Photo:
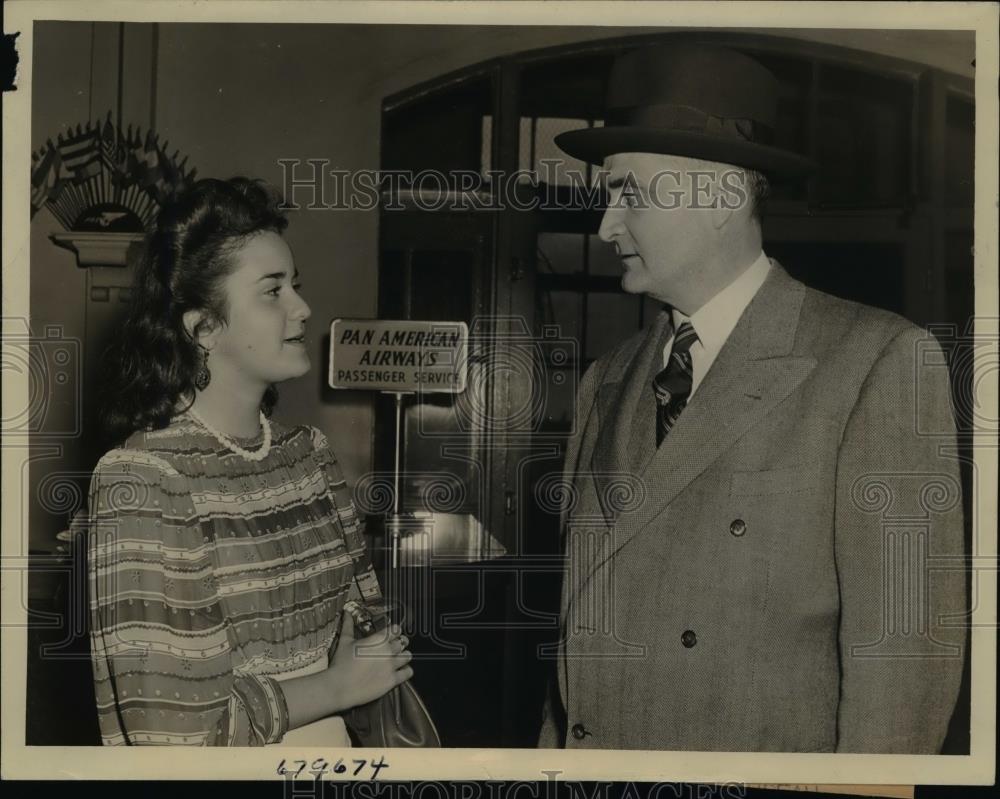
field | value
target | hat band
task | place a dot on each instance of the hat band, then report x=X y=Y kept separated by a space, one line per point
x=693 y=120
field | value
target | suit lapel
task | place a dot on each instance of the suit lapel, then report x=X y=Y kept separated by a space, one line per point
x=619 y=402
x=752 y=374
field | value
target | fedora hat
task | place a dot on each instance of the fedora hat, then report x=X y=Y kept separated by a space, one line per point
x=691 y=100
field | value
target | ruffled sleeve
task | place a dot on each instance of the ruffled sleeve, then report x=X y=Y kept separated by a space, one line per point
x=161 y=655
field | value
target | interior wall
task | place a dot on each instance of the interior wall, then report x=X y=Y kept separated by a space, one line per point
x=236 y=98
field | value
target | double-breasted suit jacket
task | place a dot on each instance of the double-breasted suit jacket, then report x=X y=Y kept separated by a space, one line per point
x=783 y=572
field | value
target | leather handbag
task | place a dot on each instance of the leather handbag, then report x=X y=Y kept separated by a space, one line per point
x=396 y=719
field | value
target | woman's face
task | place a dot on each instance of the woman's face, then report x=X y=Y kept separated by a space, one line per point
x=264 y=339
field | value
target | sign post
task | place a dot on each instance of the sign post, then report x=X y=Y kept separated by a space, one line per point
x=398 y=358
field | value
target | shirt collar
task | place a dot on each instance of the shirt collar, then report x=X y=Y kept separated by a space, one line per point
x=715 y=320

Prompt » Your reply is to repeat, unchanged, the lines above running from the one with "target | suit lapel" up to and including the one with "target | ruffled sleeve".

Answer for the task »
target | suit lapel
task | place a dot on each instance of the suit lapel, then report x=X y=Y kept separated by a space, one line per point
x=619 y=402
x=752 y=374
field | value
target | fedora hat
task | place a dot on each instance of the fedora hat, then report x=X y=Y kept separated by a space, one line per point
x=691 y=100
field | value
target | ruffled sleeve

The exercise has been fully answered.